- **DATA SUPPLIED**:
**********
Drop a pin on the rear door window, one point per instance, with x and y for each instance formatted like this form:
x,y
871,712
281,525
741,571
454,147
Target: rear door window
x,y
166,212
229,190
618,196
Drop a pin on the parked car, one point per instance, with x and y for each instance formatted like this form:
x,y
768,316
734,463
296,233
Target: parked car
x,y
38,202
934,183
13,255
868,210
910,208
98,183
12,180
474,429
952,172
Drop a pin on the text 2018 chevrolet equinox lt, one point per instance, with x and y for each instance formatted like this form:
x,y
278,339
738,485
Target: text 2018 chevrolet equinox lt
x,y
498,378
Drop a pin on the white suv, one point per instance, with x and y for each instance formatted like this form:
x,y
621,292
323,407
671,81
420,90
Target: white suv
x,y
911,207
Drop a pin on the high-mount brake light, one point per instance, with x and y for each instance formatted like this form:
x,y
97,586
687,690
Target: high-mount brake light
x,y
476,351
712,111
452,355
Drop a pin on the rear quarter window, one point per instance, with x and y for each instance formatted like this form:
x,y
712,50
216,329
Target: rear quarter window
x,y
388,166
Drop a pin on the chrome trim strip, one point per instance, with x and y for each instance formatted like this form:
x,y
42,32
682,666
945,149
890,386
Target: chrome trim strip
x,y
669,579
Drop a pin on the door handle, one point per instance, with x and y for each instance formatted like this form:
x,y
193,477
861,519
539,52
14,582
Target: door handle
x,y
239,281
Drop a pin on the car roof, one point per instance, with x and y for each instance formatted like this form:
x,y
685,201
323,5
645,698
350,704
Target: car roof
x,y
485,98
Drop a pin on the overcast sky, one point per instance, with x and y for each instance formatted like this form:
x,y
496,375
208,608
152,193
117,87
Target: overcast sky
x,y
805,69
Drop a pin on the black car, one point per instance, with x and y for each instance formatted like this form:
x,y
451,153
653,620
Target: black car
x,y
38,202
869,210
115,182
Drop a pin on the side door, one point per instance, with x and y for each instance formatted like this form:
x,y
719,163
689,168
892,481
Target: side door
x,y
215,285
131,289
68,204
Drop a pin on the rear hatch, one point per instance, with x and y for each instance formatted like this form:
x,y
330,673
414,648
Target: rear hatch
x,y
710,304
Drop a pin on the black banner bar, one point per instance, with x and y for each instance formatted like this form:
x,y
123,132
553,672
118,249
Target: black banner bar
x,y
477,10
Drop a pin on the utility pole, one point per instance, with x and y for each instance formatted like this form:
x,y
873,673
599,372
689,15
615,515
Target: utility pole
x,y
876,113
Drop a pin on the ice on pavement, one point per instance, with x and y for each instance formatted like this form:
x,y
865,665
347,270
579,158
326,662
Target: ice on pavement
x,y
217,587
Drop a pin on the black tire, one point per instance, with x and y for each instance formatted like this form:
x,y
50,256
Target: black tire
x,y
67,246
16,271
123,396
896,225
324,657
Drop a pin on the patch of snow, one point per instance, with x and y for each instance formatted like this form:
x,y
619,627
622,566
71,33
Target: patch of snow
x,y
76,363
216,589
**********
- **STATED GOAL**:
Type out the entries again, word for word.

- **SOLUTION FOR THIS EXERCISE**:
Drop a pin on the rear door window, one point per instance, with x and y for each instance formatted like this form:
x,y
871,712
281,525
741,571
454,147
Target: rear door window
x,y
166,212
229,190
618,196
Drop a pin on the parked car, one point per instance, with x and y for each instance formatted like this form:
x,y
768,316
734,463
296,233
Target: parked car
x,y
38,202
934,183
13,255
868,210
910,208
98,183
12,180
474,429
952,172
Drop a pin on the text 2018 chevrolet equinox lt, one point per instance, with x and y for each instance formatted like this form:
x,y
278,339
738,485
Target: text 2018 chevrolet equinox lt
x,y
498,378
Drop a pin on the white suv, one point per instance, with x and y for each instance formatted like this form:
x,y
621,292
323,407
671,81
420,90
Target: white suv
x,y
911,207
Drop a pin on the high-mount brake light, one point per instance, with x and y for each instance formatted like this form:
x,y
97,586
687,690
Target: high-mount brake light
x,y
476,351
712,111
452,355
Drop a pin on the rear quarter window, one point per instance, with x and y for each instance formatted like this form:
x,y
712,50
216,329
Target: rear quarter window
x,y
388,166
Drop a pin on the chrome trim strip, one point per instance, with x and y for each instance formatted like this form:
x,y
42,32
682,666
945,149
890,386
Target: chrome trim strip
x,y
669,579
Drop a pin on the door handle, one point per instance, with x and y for each instance formatted like this form:
x,y
193,477
861,519
539,52
14,582
Target: door handle
x,y
239,281
Drop a pin on the car roof, one point per instance, with x and y for each instance formatted like this form:
x,y
685,201
323,5
645,698
350,704
Target: car roof
x,y
485,98
Drop a pin on the overcast sky, one point per instance, with x and y for each instance formatted like this form:
x,y
496,375
208,608
152,193
117,87
Target: overcast sky
x,y
805,69
Drop a pin on the black car, one point per instance, with x and y for each instance formatted like this form:
x,y
451,153
653,620
Target: black car
x,y
38,202
869,210
115,182
Drop a pin on the side door, one point per instance, with x and y for each instance formatted like this form:
x,y
719,163
689,168
892,481
Target: side door
x,y
215,285
131,289
68,204
Drop a pin on the rear hatch, one point per instance, with x and y for each instance formatted like this form:
x,y
330,673
414,648
Target: rear hatch
x,y
710,304
Drop a pin on the black banner bar, one point per instance, with x and y for each instance formatted like this form:
x,y
123,132
553,672
118,249
Target: black banner bar
x,y
477,10
Drop a pin on the utility pole, one point per instance, with x and y for each instance formatted like this form:
x,y
873,673
599,372
689,15
615,515
Target: utility pole
x,y
876,113
Drop a pin on the ice on pavement, one point per instance, with x and y for each instance formatted like this form:
x,y
865,665
347,270
579,158
326,662
Target: ice on pavement
x,y
217,587
Drop a pin on the black tire, one point per instance, with x and y for each instance formatted like this form:
x,y
50,256
Target: black tire
x,y
67,246
16,271
123,396
896,225
324,657
Drop a pin on the patch of snow, one point per instance, with x and y for each instance formatted like this form:
x,y
619,627
622,566
71,33
Target: patch of snow
x,y
76,363
216,589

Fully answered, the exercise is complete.